*Work to complete*.
1. Could you transcribe, word for word, the part of the forum post about mycorrhizal inoculant below that opens with the words containing "I was doing" and closes with "results within hours."?
2. Would you pick up the forum post about mycorrhizal inoculant below and write what follows its final sentence?

Wow Charlie, you're pulling out all the strings, huh??!! What made you start implementing this in the first place? Where did you find this gem of information?
I used to use Pro Mix peat mixes growing my "youthful-days" 420. When I started here at the 420 website, I was looking at the Pro Mix web pages for a peat/perlite mix percentage so I could mix my own. When I was looking, I saw that they also sold versions of Pro Mix with mycorrhizal inoculant additive. I wondered what that was. Pro Mix said it was a vital beneficial fungal microbe inoculant added to Pro Mix for enhanced and vigorous root growth.
I did a little more research on it and found it really works (according to real SCIENCE). So I searched online at Amaz** and found mycorrhizal inoculant products that were sold to mix in with your soil or soilless mix (excluding rockwool). I tried "
Xtreme" mycorrhizal inoculant. It can be used when transplanting or as a top/side dress for existing plants or that can be mixed in fertilizer/compost teas or hydro top-feed situations for better root growth. I guess the mycorrhizal inoculant forms a fungal-web-like structure binding the roots together in the soil and soilless media or the case of hydro - "strings structures" - and helps capture nutrients. Apparently, the plants roots like this and the fungal-web helps the roots absorb and process nutrients better. I used in in all my peat/perlite mixes, so far. A little goes a long way.
When I transplanted my 420 from 1-gal plastic pots recently to fabric bags for the flowering tent, I noted EXTREME root development and growth. I thought about taking a a pic and posting here but I was busy with dirty hands and thought - I'll do it next time. Wish I would have posted a pic - the root growth was phenomenal and the root balls transferred so easily because the roots had fully enclosed the soilless media so tightly. I became sold on mycorrhizal inoculant!
I was doing some research and talking with another professional grower here and he said you need to add some more microbes once in a while and feed and care for those microbes (soil fungi and soil bacteria) so they do not all die out eventually. Those microbes like sugars in the form of black strap molasses and carbs like kelp (me too). Soooo...you see why I prepared a compost tea last weekend that included kelp to feed my little root enhancing buggers (the tea you said: "I'd eat that."). You can also just feed the microbes powdered supplement products like
Recharge that have all that kelp, molasses and things mixed in. Recharge mixes well with compost teas and nutes/water. I have some Recharge. Last weekend, I just wanted to try a powdered compost tea mix I purchased previously first with some added liquid kelp I had. Worked wonders - saw the results within hours.

*Material supplied*.

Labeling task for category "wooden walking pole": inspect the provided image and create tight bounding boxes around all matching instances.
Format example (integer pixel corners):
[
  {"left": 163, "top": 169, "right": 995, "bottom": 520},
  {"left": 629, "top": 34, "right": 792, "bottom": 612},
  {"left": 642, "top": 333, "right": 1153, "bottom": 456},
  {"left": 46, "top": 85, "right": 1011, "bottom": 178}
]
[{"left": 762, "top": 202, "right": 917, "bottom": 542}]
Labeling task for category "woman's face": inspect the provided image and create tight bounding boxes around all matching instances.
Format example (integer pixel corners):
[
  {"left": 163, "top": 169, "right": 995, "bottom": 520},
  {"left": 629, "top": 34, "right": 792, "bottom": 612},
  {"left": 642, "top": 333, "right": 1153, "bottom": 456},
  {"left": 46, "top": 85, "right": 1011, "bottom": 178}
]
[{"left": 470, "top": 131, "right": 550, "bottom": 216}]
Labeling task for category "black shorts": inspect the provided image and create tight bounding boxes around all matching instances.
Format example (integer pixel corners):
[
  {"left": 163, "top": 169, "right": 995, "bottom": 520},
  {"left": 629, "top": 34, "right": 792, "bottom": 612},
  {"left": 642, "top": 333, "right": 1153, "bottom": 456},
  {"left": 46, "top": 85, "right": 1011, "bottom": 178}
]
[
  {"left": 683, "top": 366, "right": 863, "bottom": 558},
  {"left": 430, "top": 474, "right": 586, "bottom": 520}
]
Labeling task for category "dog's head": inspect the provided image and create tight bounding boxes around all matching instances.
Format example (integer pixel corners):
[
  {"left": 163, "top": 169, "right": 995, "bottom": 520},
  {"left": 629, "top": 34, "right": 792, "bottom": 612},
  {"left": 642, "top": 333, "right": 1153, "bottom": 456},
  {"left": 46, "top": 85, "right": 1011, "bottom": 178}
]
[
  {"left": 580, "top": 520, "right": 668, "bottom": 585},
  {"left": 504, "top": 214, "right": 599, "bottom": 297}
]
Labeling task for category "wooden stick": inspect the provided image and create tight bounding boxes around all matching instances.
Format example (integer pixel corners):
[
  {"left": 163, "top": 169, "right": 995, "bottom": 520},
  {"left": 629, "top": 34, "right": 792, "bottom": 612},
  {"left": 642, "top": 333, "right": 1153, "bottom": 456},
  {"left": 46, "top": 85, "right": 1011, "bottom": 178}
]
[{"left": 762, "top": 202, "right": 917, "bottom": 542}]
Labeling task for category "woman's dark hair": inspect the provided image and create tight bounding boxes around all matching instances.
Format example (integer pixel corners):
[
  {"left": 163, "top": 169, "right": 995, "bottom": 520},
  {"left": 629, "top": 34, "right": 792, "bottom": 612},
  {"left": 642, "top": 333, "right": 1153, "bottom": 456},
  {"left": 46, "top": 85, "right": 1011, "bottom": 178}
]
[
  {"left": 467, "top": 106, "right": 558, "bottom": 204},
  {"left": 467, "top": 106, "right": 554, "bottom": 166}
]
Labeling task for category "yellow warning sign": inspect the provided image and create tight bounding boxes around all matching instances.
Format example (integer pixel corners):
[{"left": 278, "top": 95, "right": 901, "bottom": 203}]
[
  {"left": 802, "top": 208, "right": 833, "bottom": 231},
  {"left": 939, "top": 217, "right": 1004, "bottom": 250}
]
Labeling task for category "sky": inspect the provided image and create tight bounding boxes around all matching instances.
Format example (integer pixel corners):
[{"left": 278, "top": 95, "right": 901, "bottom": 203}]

*Answers to this exercise*.
1.
I was doing some research and talking with another professional grower here and he said you need to add some more microbes once in a while and feed and care for those microbes (soil fungi and soil bacteria) so they do not all die out eventually. Those microbes like sugars in the form of black strap molasses and carbs like kelp (me too). Soooo...you see why I prepared a compost tea last weekend that included kelp to feed my little root enhancing buggers (the tea you said: "I'd eat that."). You can also just feed the microbes powdered supplement products like
Recharge that have all that kelp, molasses and things mixed in. Recharge mixes well with compost teas and nutes/water. I have some Recharge. Last weekend, I just wanted to try a powdered compost tea mix I purchased previously first with some added liquid kelp I had. Worked wonders - saw the results within hours.

2.
Well, I was doing some research tonight (as I am watching SF beat the "stink" out of the Chargers) and there are plenty of nitrogen fixing microbes too. Recently, I had a little issue of "lime-greenness" and "veininess" in the flowering tent mature leaves and I added a little iron to green them up. The veg tent also needed a little more nitrogen and I fixed the issue yesterday too. So now I am looking for beneficial microbe products that I can add easily to my growing plants so I do not encounter the slight deficiencies in nutes I have previously encountered. Products that I can add easily by top/side dress or mixed-in with nute/water applications. Products that will help the roots along and add plant vigor and growth through a kind of fungal/bacterial/plant food web. That professional grower I communicated with said "the roots" are the key to awesome 420
So I found that chart/figure that shows the kind of microbes that aid plant roots in development and feeding. There you go...that's the LONG of it. Plenty of books and papers on the subject. I still want to use nutes, maybe, and not go full-blown organic, but I also want vigorous plant growth too and no deficiencies. Maybe I can have the best of both worlds - happiness derives from the simple things in life and is best celebrated in small doses. Happy plants, happy life.